## Begin Dataset records

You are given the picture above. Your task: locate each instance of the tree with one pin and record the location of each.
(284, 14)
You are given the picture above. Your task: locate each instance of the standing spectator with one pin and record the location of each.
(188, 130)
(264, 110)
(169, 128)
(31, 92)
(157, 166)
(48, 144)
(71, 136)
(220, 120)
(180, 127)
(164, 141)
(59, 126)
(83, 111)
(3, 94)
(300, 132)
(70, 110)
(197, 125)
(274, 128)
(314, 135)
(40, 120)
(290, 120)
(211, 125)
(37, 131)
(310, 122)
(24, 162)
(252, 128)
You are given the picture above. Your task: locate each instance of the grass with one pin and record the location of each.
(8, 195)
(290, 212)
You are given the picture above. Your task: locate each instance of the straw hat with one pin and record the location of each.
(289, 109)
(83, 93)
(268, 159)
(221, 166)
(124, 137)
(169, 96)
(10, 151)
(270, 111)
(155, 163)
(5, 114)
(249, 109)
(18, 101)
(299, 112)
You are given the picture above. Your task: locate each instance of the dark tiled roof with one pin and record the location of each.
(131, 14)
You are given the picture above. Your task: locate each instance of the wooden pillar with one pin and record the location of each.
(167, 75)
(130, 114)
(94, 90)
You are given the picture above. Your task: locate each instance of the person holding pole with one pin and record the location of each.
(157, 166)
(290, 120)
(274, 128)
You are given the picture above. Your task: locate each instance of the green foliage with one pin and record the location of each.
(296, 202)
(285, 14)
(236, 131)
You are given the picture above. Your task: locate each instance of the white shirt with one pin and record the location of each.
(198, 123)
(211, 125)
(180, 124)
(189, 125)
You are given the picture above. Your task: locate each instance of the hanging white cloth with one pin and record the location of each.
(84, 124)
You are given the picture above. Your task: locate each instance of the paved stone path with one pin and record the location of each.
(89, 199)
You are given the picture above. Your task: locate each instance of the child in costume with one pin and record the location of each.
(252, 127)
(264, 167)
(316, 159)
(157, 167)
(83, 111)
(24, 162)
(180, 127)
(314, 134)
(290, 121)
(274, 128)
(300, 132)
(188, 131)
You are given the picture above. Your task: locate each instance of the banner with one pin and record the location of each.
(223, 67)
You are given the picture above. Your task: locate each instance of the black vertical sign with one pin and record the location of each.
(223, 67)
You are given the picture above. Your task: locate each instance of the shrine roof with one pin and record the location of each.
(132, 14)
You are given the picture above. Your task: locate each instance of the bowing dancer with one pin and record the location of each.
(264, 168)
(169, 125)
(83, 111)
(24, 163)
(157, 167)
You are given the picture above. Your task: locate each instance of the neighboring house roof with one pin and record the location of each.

## End Dataset records
## Begin Dataset records

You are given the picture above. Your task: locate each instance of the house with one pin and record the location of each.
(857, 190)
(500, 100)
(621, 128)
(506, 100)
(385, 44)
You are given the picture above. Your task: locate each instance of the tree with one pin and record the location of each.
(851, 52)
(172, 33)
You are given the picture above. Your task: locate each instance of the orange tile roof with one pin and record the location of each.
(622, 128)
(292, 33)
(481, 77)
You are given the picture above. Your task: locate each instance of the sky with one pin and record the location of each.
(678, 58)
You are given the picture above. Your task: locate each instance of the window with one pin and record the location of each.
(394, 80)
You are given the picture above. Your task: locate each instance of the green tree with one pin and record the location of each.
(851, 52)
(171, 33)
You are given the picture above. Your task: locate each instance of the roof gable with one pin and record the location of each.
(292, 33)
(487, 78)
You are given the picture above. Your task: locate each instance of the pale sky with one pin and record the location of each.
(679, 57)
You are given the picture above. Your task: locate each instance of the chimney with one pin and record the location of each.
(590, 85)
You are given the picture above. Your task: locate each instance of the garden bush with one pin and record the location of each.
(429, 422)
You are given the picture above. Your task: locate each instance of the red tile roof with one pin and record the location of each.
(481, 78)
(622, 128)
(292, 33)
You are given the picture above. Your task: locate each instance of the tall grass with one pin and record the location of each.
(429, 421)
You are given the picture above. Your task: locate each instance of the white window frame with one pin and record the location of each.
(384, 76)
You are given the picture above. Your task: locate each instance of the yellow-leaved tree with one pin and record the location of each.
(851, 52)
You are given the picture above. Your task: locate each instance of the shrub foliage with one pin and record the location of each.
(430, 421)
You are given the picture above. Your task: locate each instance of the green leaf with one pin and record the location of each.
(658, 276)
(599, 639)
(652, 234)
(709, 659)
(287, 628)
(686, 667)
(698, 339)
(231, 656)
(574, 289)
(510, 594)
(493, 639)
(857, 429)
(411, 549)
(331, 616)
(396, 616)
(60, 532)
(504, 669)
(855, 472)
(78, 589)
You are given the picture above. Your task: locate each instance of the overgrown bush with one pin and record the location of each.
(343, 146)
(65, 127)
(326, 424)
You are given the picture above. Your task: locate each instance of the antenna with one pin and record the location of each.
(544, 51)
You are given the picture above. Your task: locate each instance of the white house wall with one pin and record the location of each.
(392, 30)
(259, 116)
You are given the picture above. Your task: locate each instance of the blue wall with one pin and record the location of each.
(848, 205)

## End Dataset records

■ Exercise goal
Switch "bowing dancer" to "kneeling dancer" in the stretch from the row containing "of the shrine" through the row containing "of the neighboring", and return only those rows with everything else left as it is.

■ Solved exercise
You are given the picture above. Your task: locate each instance of the shrine roof with one pin and record the location of each.
(132, 14)
You are given the picture above. Your task: locate each instance of the kneeling dancer with one pin and record the location of each.
(264, 168)
(169, 125)
(83, 111)
(24, 163)
(157, 167)
You are given the picture above. Your task: locate each instance of the neighboring house roof with one pin and record the location of each.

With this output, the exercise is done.